== Excerpt to read ==
In spare moments, if I had any, between work, the gym, and eating high protein suppers out of cans, I would write philosophical reflections on being a fisherman or a plumber. For company I would go down to the pub and drink too much or go to a football game. If the budget allowed and I still lived in Edinburgh, I would most definitely get season tickets for Easter Road. No matter how lousy Hibernians are playing, they are my team and that's just the way it is. For relief I would occasionally take a cheap Ryan Air flight to Germany and watch Bayern.
My problems would involve loneliness and wanting to be friends with women while fearing they might look at me as if I were either a potential rapist or the solution to all their problems.
I would worry that people wouldn't be my friend or hire me if they found out I was that guy who was a woman until completely zapped by space aliens, so I would never ever talk about it or admit it.
I would worry a lot about having enough money saved against the day I just couldn't lift heavy stuff anymore, although hopefully I would eventually hire guys to work for me. Plumbing is really starting to look better than fishing.
I would be a bit worried about being beaten up, but generally men don't like to pick fights with short, middle-aged gingers with the muscles I would obsessively develop. (I might go back into boxing, too.)
I would hate going to the doctor even more than I do now, and sulk when he told me I drank too much.
I would go mental over the extremely lousy playing of Hibernians.
I would also go mental if tall men stood very close to me in an attempt to intimidate me with their height. Bad idea, Stretch.
If I were still straight--weird thought--I guess I might eventually get married so as not to be so lonely, but only to a woman who really loved her job and didn't complain all the time about being bored and unfulfilled. I would like having kids, for sure, especially if my wife believed the Man is the Head of the Family and the Woman is the Heart of the Family stuff the priest says, so that my familial duties were mostly reduced to shouting and handing out pocket money.
If B.A. reads this he is going to wonder how the aliens managed to make me working-class as well as male. The truth is I would not want to be a middle-class guy after 39+ years of being a middle-class woman. If I had to give up being a woman, I would really be all about strength, money and calling all the shots in my life, and that would mean a decent trade. Besides, I saw Fight Club, and I do not want middle-class guy problems. No way. No way, Hosea.
Well, I enjoyed that. Your turn. I very strongly suggest you remain Anonymous for this one. Or, to really freak out the Eavesdroppers with impunity, pick a guy's name. Don't give yourself any advantages you are not likely to have. If you are a short girl, ponder the difficulties short men face. If you are a tall girl, exult in the unfair advantage tall men get in this unfair world.
P.S. Don't forget to pray for me at 14:20 BST (8:20 in Chicago, 9:20 in Toronto, 15:20 in Berlin and Warsaw).

== Tasks to complete ==
1. Please turn the paragraph of the excerpt on life as a man that begins "In spare moments" into a short bulleted list that keeps its main facts.
2. Write out the stretch of the excerpt on life as a man from "If B.A. reads" through "this unfair world.", switching each "middle-class" to "upper-class".
The items that come next are separate material and have no connection to the excerpt on life as a man.

== Available data ==
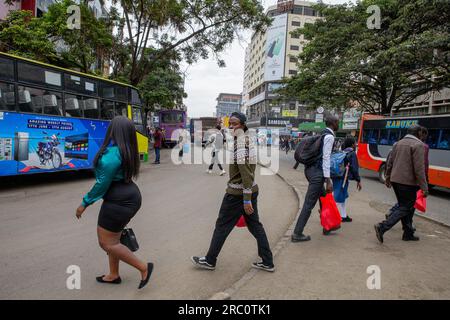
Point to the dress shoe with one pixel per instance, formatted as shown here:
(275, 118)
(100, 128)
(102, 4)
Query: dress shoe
(299, 238)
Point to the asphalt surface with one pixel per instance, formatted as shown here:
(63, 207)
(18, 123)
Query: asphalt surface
(40, 236)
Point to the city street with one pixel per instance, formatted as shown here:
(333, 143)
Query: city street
(40, 235)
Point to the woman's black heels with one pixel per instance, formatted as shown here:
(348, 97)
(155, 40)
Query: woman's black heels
(115, 281)
(149, 272)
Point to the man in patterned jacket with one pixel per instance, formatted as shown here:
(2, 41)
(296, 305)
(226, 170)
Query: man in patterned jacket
(240, 200)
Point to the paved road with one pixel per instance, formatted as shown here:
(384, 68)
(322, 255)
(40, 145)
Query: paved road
(335, 266)
(40, 237)
(438, 202)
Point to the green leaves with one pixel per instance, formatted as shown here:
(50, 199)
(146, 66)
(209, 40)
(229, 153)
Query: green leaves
(345, 62)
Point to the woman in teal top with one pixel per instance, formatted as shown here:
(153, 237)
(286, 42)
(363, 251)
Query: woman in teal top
(116, 164)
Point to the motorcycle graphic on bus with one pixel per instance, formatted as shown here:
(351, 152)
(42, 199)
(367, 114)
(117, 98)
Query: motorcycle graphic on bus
(48, 151)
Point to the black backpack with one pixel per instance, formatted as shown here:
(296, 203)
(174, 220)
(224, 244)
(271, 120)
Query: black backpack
(309, 150)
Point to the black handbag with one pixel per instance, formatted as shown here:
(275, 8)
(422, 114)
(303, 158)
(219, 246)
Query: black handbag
(128, 239)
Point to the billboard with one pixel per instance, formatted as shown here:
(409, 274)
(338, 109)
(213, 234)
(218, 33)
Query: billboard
(275, 49)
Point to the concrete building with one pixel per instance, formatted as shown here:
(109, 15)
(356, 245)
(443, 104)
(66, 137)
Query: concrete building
(272, 56)
(227, 103)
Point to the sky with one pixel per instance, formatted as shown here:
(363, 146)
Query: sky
(205, 79)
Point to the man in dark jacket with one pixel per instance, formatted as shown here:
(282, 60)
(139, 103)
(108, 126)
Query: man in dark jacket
(405, 173)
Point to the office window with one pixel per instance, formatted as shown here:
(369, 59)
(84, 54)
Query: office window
(7, 97)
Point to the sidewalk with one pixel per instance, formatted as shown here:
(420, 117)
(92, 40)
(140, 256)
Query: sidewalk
(335, 267)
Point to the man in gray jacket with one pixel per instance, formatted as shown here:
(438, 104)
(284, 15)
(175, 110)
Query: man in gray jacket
(405, 173)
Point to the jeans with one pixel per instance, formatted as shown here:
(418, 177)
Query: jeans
(215, 155)
(157, 153)
(230, 212)
(404, 212)
(314, 175)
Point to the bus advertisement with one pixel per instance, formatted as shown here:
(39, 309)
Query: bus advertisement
(55, 119)
(378, 135)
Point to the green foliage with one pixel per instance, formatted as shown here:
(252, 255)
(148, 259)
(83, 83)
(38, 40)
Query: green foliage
(346, 63)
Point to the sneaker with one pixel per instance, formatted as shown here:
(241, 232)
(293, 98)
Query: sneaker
(262, 266)
(347, 219)
(202, 263)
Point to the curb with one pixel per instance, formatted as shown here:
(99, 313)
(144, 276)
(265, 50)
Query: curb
(229, 292)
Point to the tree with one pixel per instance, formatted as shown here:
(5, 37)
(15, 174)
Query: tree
(193, 28)
(345, 62)
(22, 34)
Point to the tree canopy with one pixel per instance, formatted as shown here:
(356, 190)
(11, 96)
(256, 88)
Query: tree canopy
(346, 63)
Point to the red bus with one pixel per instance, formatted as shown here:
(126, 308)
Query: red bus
(378, 134)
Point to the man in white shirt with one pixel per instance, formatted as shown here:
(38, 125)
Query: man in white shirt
(317, 174)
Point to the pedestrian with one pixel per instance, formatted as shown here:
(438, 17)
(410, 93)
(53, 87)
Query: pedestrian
(240, 199)
(340, 185)
(405, 173)
(317, 174)
(116, 164)
(157, 144)
(216, 140)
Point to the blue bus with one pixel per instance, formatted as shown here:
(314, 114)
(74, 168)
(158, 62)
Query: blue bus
(54, 119)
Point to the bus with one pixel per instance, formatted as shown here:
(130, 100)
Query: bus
(378, 134)
(55, 119)
(169, 121)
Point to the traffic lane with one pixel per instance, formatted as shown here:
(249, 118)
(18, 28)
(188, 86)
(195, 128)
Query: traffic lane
(437, 203)
(40, 237)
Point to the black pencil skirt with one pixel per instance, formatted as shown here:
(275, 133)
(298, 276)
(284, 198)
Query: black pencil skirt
(120, 204)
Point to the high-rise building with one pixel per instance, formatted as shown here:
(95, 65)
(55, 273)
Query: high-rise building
(227, 103)
(271, 56)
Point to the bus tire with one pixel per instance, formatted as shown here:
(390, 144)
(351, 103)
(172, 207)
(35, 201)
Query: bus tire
(382, 173)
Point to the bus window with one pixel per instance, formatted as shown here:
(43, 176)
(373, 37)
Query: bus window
(384, 137)
(7, 97)
(73, 106)
(91, 108)
(444, 141)
(39, 101)
(370, 136)
(107, 110)
(80, 85)
(433, 138)
(393, 136)
(38, 75)
(7, 69)
(121, 93)
(121, 109)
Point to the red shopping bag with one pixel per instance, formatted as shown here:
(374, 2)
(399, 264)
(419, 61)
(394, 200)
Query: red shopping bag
(241, 222)
(421, 202)
(330, 218)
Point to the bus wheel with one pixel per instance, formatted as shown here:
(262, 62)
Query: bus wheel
(382, 174)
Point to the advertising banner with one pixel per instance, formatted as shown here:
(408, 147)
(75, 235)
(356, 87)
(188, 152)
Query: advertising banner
(31, 143)
(275, 49)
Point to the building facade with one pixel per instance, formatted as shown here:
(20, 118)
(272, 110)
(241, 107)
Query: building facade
(272, 56)
(227, 103)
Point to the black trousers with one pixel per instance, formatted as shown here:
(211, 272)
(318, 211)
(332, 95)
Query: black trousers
(404, 212)
(214, 160)
(314, 175)
(231, 210)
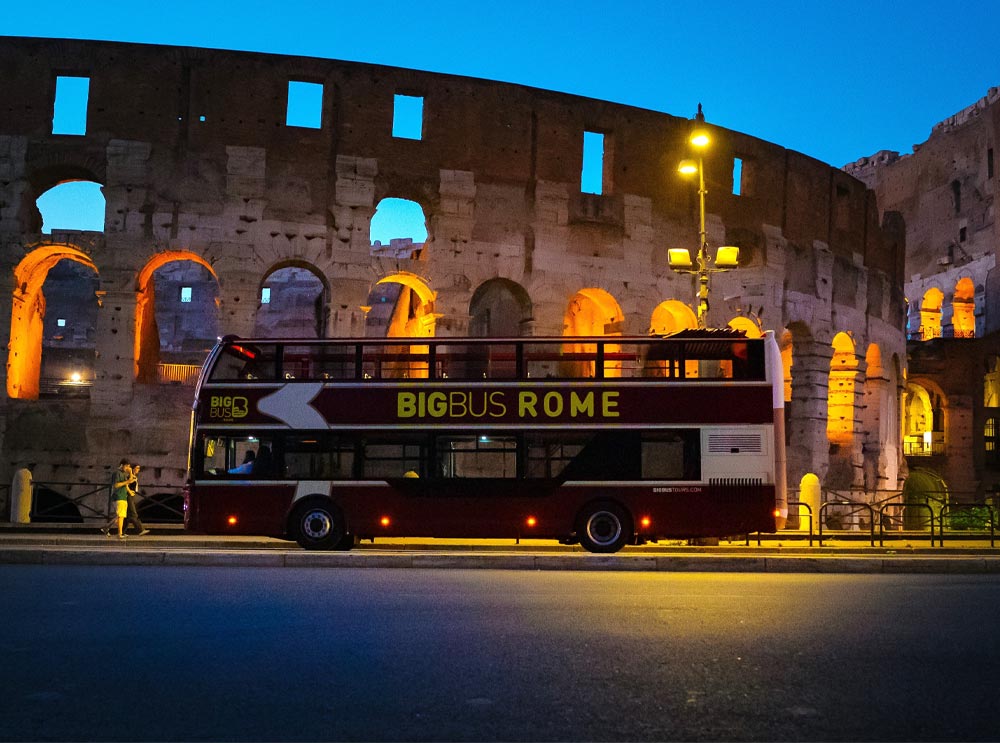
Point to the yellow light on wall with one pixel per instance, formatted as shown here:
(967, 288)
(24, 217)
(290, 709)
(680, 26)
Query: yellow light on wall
(699, 138)
(687, 167)
(728, 256)
(679, 258)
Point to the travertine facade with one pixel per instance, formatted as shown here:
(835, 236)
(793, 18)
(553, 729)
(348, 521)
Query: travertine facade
(198, 165)
(946, 191)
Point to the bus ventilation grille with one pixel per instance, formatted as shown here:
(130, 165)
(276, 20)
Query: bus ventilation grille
(736, 482)
(734, 443)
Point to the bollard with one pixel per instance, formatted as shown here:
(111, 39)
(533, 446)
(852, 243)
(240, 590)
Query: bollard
(20, 497)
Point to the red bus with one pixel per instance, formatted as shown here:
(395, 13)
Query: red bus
(601, 441)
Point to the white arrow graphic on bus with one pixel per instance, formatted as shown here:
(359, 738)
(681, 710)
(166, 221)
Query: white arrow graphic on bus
(291, 405)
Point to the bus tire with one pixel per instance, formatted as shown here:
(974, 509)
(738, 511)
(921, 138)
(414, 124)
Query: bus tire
(318, 525)
(603, 527)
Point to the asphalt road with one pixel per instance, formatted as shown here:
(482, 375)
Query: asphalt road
(194, 653)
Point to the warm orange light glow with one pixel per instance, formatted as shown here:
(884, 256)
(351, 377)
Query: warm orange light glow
(687, 167)
(699, 138)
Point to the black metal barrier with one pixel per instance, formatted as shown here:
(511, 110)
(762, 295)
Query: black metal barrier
(882, 517)
(948, 508)
(800, 505)
(855, 506)
(80, 502)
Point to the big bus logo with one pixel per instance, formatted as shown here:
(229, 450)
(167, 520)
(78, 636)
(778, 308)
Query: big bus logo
(228, 407)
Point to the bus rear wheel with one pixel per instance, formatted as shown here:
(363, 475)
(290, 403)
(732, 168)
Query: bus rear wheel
(603, 527)
(319, 526)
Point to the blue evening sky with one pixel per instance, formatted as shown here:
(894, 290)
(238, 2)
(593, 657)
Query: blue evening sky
(834, 80)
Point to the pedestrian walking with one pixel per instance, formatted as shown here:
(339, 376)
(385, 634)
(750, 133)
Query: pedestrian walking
(119, 495)
(132, 516)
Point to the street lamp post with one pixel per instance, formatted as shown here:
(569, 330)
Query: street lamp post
(679, 259)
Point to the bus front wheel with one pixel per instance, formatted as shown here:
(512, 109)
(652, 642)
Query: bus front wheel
(319, 526)
(603, 527)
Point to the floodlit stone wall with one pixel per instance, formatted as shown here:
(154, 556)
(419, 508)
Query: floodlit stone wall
(198, 164)
(946, 190)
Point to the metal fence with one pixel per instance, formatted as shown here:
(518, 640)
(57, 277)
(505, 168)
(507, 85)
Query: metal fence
(82, 503)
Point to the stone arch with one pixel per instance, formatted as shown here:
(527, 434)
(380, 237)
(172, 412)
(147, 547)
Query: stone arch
(401, 305)
(672, 316)
(500, 308)
(840, 393)
(747, 325)
(810, 493)
(930, 313)
(924, 407)
(591, 311)
(879, 422)
(924, 493)
(963, 319)
(298, 304)
(24, 356)
(148, 340)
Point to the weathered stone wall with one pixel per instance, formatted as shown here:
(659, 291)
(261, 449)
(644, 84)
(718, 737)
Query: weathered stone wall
(194, 155)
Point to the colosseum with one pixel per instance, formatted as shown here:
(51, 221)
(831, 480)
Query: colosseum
(224, 215)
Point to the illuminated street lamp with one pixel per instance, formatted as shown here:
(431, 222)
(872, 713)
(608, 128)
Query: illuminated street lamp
(727, 256)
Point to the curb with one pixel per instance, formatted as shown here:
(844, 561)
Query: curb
(266, 558)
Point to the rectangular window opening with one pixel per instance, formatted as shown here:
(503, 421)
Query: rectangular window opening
(305, 105)
(69, 110)
(408, 117)
(592, 175)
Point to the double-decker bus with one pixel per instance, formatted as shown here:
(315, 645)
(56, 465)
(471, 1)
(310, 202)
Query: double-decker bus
(601, 441)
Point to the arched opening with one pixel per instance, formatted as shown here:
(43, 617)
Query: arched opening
(923, 421)
(402, 306)
(77, 205)
(930, 314)
(670, 317)
(28, 321)
(964, 309)
(810, 494)
(176, 317)
(747, 325)
(294, 303)
(878, 420)
(591, 311)
(840, 393)
(500, 308)
(398, 228)
(924, 494)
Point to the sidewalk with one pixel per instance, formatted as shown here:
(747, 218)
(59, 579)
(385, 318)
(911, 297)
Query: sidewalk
(170, 545)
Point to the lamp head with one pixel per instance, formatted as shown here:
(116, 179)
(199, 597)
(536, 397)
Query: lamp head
(687, 167)
(679, 258)
(728, 256)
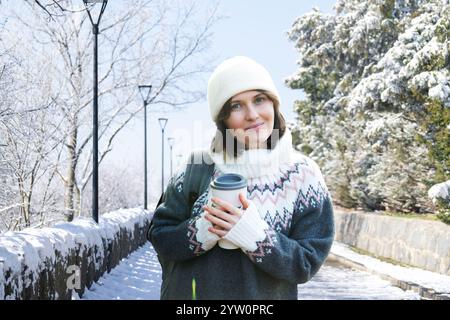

== Solutions to the problems ==
1.
- Between work, the gym, and high-protein suppers out of cans, I would write philosophical reflections on being a fisherman or a plumber.
- For company, I would drink too much at the pub or go to a football game.
- If I could afford it and still lived in Edinburgh, I would buy season tickets for Easter Road.
- Hibernians are my team, no matter how badly they play.
- For relief, I would sometimes take a cheap Ryan Air flight to Germany to watch Bayern.

2.
If B.A. reads this he is going to wonder how the aliens managed to make me working-class as well as male. The truth is I would not want to be a upper-class guy after 39+ years of being a upper-class woman. If I had to give up being a woman, I would really be all about strength, money and calling all the shots in my life, and that would mean a decent trade. Besides, I saw Fight Club, and I do not want upper-class guy problems. No way. No way, Hosea.
Well, I enjoyed that. Your turn. I very strongly suggest you remain Anonymous for this one. Or, to really freak out the Eavesdroppers with impunity, pick a guy's name. Don't give yourself any advantages you are not likely to have. If you are a short girl, ponder the difficulties short men face. If you are a tall girl, exult in the unfair advantage tall men get in this unfair world.